## REQUEST
Pick out every line of the entries that holds the word "dress", and copy each one.

---

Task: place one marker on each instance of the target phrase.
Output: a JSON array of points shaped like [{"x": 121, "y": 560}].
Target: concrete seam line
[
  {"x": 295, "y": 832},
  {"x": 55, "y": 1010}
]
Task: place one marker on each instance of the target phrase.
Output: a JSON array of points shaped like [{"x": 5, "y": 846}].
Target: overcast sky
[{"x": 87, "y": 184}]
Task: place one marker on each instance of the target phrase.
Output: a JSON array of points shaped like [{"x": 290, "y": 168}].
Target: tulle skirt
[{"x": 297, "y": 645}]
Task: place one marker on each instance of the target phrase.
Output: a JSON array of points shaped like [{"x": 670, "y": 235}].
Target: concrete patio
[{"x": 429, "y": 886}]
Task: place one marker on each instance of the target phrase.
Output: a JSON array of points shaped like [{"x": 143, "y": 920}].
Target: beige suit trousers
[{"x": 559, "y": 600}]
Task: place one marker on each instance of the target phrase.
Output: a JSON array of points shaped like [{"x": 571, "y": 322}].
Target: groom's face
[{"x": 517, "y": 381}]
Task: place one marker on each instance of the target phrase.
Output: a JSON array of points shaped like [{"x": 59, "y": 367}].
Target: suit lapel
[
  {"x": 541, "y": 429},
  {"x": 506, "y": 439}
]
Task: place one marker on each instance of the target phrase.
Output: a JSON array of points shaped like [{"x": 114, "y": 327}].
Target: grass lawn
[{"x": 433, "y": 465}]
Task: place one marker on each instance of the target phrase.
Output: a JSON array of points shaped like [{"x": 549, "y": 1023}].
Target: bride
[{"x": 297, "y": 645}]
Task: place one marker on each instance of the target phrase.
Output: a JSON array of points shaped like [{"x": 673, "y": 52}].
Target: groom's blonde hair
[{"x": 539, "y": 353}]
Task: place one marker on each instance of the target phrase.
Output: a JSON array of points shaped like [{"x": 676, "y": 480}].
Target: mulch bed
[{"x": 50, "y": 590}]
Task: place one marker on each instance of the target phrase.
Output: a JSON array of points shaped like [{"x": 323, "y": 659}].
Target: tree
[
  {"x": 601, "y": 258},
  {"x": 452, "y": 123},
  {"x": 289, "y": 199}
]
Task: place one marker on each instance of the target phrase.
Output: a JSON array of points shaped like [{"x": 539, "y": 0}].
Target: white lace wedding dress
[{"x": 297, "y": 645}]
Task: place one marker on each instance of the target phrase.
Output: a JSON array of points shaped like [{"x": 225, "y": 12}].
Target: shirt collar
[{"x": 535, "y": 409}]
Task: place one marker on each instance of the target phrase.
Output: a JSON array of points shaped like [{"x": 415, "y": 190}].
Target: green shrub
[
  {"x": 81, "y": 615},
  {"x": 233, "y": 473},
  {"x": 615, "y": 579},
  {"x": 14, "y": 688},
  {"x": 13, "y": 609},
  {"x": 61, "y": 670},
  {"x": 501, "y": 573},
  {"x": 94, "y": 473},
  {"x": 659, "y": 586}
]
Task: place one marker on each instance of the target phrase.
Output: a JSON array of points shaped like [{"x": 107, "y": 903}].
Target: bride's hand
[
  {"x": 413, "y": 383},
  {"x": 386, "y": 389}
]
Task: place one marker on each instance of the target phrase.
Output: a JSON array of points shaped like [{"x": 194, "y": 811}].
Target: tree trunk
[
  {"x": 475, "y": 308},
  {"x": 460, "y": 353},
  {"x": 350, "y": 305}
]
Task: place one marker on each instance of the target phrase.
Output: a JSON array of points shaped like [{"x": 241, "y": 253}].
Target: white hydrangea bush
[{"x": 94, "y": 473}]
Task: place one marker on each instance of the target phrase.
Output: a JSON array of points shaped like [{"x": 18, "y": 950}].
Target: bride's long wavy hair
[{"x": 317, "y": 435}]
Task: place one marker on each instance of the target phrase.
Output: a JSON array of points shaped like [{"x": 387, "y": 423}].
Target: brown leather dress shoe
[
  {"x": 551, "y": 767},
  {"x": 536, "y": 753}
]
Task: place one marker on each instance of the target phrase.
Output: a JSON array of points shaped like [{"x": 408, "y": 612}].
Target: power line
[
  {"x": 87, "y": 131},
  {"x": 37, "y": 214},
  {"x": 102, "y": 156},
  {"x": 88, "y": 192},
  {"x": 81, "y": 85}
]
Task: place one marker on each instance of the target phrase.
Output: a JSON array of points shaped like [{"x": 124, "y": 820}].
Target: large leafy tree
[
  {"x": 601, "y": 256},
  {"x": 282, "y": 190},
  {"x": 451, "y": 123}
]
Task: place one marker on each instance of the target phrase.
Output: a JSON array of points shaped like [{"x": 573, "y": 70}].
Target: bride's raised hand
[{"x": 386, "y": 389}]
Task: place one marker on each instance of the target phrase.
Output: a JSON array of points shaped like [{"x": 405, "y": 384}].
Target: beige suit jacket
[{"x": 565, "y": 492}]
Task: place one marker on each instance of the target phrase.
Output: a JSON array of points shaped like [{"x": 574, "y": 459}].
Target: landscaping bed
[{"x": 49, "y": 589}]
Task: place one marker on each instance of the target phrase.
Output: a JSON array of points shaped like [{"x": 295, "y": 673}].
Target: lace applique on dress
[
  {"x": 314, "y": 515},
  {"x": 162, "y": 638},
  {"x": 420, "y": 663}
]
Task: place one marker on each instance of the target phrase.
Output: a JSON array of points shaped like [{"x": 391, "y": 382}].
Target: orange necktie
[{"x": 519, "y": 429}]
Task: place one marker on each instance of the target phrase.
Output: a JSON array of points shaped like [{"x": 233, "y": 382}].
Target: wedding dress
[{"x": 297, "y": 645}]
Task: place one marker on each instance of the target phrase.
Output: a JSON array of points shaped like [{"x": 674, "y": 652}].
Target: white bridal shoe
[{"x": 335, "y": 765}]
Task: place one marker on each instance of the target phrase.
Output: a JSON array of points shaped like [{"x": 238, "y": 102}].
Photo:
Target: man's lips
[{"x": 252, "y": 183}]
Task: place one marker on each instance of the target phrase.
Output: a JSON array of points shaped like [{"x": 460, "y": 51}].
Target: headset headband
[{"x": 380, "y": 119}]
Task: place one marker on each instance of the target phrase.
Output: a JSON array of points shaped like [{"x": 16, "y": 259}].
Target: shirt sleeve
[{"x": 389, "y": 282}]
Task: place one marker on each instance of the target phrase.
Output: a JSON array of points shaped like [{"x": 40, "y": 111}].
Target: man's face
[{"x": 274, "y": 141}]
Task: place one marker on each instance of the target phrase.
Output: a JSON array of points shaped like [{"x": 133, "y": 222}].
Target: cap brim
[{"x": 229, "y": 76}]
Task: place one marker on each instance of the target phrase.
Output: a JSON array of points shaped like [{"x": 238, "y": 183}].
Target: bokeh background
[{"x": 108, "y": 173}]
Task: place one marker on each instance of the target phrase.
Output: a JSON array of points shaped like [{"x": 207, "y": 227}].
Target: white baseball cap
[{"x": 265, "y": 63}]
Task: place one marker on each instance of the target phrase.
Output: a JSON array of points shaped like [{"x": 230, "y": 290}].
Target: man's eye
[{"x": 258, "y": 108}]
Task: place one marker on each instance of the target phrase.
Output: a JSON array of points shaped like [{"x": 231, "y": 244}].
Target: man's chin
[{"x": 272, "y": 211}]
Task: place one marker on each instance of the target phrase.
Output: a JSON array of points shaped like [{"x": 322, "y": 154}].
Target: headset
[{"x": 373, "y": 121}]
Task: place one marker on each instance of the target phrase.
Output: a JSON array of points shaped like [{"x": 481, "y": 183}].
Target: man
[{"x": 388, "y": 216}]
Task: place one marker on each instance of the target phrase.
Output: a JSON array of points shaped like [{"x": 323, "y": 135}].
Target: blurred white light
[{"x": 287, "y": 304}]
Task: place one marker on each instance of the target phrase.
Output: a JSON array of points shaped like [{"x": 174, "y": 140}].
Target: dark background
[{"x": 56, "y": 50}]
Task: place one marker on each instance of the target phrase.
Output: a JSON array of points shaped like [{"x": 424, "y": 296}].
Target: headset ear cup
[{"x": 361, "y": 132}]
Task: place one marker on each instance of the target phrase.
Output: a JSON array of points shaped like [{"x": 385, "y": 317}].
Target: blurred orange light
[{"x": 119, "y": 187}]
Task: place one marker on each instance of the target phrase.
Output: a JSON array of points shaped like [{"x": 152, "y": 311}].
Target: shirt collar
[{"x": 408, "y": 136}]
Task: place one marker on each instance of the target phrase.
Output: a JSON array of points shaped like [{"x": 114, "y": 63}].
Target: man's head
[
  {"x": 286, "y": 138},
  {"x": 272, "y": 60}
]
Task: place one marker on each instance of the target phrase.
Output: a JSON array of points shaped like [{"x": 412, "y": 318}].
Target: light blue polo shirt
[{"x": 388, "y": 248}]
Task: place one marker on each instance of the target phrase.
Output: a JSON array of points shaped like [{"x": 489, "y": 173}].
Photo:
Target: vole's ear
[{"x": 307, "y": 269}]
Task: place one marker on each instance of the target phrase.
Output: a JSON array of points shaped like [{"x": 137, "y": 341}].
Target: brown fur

---

## REPLY TO THE TASK
Target: white lace wedding dress
Target: brown leather dress shoe
Target: lace applique on dress
Target: wedding dress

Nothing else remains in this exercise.